- **PAGE TEXT**:

|---|

The company’s emissions-cheating scandal has certainly gathered headlines, and earned it a pants-down walloping in the U.S., but the truth is that compression-ignition’s death warrant had been signed long before VW got busted.

A decade from now diesel is going to look like a blip, the result of some collective European hysteria and – undoubtedly – the wrong answer to the question it was intended to solve. Europe’s love affair with oil-garglers started after the fuel crisis in the 1970s, but they were a minority taste until as recently as 20 years ago (see panel).

The dash to diesel was triggered by the perceived need to reduce CO2 emissions after the Kyoto protocol was signed in 1997. Or, to be more precise, the short-sighted decision by Europe’s legislators to prioritize cutting carbon over the need to reduce harmful local pollutants. As diesel produces less CO2 than petrol it got the nod, despite making magnitudes more of NOX and cancer-causing particulates. Buyers were steered towards oilers through subsidies, higher petrol prices and, in many European countries, CO2 taxation that made it massively expensive to own a bigger-engined petrol car. Even after a slight dip, half the cars sold in Europe are still diesels.

Volkswagen -officeBut, as a Nobel laureate once sang, the times they are a’ changin’. Filthy air in towns and cities has seen tougher emissions standards, forcing catalysts and exhaust after-treatments, all of which add cost – with the as-yet undisclosed Euro 7 standard certain to be much harder. But it’s actually more ambitious CO2 reduction standards that have really hammered diesel; even ultra-frugal modern oil burners won’t be able to meet the requirement for every manufacturer selling in Europe to meet a ‘fleet average’ of 95g/km of CO2 – 4.1L/100km on petrol or 3.6L/100km on diesel – by 2021.

|---|

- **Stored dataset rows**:
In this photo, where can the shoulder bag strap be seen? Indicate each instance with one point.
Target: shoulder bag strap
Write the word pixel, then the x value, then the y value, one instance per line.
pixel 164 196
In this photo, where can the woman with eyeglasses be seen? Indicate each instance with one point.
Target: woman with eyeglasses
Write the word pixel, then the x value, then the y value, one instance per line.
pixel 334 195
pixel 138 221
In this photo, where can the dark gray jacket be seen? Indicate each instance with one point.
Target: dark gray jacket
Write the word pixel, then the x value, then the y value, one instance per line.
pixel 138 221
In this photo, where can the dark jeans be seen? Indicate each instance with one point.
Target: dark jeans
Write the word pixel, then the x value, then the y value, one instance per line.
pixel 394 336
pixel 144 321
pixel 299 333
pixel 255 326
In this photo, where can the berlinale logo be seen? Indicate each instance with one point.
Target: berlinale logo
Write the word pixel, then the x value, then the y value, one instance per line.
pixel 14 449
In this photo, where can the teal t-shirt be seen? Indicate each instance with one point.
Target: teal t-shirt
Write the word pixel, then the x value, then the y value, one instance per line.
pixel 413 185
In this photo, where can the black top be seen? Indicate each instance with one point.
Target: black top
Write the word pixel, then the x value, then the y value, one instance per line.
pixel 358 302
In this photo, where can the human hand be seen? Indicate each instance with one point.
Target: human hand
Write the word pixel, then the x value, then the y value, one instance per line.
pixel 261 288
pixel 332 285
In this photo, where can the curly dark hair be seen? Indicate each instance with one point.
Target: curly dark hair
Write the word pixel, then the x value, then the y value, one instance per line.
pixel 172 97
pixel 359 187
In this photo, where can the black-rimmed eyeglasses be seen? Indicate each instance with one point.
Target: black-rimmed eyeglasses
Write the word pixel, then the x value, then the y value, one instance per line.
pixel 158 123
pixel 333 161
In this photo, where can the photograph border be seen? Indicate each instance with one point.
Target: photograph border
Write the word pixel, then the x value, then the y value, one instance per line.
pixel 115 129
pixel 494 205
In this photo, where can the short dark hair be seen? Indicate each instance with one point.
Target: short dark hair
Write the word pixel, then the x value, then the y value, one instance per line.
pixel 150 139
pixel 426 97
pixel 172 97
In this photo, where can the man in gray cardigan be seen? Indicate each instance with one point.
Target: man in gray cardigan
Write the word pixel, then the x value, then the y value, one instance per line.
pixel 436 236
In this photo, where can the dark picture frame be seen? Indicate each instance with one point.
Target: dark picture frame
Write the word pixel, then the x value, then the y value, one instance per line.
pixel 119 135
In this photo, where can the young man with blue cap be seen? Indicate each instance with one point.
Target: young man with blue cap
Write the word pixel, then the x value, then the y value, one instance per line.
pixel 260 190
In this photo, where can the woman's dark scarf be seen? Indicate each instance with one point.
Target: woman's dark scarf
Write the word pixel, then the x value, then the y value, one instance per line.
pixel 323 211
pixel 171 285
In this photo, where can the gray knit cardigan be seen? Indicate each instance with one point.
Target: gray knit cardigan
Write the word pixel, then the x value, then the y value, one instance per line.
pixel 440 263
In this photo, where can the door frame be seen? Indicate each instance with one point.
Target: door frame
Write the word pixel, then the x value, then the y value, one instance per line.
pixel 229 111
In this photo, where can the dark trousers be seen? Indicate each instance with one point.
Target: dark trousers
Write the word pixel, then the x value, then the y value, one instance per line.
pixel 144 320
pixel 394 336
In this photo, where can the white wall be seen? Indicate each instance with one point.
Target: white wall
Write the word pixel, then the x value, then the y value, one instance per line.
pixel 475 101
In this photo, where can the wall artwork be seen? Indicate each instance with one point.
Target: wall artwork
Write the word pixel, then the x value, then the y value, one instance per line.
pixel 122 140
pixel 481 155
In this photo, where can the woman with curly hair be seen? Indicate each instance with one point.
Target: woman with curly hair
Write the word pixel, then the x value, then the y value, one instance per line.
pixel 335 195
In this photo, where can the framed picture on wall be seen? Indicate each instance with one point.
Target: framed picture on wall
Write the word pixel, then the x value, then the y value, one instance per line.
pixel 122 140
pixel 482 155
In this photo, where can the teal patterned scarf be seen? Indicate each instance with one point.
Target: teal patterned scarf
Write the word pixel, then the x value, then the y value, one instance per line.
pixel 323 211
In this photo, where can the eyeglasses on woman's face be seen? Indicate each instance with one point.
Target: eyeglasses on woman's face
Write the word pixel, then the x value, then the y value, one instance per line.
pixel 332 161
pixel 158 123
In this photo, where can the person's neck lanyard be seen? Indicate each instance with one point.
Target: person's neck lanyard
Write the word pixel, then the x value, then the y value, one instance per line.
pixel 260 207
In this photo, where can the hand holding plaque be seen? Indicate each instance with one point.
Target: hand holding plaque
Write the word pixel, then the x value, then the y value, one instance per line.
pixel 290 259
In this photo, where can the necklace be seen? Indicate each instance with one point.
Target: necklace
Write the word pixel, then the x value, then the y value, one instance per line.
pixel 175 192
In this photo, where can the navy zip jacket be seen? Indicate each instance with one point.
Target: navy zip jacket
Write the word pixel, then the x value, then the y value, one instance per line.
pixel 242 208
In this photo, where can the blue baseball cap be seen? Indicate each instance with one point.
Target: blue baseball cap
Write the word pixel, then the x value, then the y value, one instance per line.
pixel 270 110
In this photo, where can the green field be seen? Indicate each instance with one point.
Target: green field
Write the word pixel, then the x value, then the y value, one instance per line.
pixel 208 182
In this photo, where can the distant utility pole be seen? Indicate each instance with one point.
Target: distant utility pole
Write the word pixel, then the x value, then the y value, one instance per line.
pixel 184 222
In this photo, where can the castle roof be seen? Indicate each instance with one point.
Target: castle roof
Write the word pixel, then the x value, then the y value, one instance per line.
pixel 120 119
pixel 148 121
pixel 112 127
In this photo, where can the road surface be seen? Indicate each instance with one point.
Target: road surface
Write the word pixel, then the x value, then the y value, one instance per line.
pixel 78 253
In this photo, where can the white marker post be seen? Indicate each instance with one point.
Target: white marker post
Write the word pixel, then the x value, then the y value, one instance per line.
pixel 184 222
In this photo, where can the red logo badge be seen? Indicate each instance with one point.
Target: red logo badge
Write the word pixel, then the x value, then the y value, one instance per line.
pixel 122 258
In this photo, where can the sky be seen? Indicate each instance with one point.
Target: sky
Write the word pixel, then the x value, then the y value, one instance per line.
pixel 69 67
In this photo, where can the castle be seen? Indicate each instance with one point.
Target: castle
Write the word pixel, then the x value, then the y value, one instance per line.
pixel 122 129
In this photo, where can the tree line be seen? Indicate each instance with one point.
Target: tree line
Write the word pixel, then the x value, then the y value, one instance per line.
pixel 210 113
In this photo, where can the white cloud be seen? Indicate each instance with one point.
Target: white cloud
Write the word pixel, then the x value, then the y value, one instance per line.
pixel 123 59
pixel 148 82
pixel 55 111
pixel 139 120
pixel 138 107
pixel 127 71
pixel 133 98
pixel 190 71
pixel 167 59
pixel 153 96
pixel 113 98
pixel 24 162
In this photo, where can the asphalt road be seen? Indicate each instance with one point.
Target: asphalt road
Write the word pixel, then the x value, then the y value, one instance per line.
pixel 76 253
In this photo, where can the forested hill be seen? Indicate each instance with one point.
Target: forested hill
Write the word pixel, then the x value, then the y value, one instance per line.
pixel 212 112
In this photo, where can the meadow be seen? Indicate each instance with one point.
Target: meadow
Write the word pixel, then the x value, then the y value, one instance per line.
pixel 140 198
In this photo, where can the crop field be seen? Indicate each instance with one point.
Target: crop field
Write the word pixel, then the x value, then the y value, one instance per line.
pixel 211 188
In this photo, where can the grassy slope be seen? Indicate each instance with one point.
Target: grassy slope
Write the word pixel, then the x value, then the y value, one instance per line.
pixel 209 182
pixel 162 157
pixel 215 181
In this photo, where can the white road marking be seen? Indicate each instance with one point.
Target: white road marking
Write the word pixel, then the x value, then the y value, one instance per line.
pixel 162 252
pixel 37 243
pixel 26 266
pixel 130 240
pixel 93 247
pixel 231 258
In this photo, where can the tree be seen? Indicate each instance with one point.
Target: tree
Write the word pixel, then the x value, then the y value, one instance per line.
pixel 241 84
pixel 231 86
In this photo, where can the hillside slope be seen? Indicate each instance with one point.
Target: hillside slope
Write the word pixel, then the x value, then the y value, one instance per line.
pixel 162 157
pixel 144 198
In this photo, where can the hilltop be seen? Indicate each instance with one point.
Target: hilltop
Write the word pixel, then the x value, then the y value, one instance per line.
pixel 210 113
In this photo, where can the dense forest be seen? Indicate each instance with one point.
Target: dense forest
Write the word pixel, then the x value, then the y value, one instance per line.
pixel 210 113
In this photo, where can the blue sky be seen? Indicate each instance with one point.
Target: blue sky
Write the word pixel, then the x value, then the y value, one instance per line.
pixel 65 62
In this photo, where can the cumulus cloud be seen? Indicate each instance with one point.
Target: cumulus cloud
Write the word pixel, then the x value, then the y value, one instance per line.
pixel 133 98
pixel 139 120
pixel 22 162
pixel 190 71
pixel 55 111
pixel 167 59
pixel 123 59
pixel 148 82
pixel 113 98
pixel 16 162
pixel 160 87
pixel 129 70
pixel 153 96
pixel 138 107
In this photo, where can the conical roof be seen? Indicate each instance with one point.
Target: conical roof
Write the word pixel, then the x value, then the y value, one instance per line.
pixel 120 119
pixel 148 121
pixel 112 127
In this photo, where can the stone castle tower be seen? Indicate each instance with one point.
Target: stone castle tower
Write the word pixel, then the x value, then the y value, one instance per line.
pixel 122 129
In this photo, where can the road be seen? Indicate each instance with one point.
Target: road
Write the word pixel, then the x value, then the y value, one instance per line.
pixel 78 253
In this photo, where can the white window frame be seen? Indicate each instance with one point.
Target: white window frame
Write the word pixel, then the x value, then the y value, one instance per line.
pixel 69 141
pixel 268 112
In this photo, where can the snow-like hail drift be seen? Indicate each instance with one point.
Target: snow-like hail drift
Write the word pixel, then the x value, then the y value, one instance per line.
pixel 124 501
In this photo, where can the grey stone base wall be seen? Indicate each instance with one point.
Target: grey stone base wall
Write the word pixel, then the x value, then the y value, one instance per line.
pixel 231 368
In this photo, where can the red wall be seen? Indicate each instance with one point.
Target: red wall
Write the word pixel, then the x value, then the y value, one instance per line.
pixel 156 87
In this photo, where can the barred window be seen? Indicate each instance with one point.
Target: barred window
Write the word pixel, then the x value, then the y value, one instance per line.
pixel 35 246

|---|

For each statement, answer yes or no on whether the diesel article supports it, and quote the article's deciding words. (a) The move to diesel followed the signing of the Kyoto protocol in 1997. (b) Diesel produces more CO2 than petrol. (c) Half the cars sold in Europe are still diesels. These rows are separate material, apart from the diesel article.

- **THE ANSWER**:
(a) Yes: "The dash to diesel was triggered by the perceived need to reduce CO2 emissions after the Kyoto protocol was signed in 1997."
(b) No: "As diesel produces less CO2 than petrol it got the nod"
(c) Yes: "Even after a slight dip, half the cars sold in Europe are still diesels."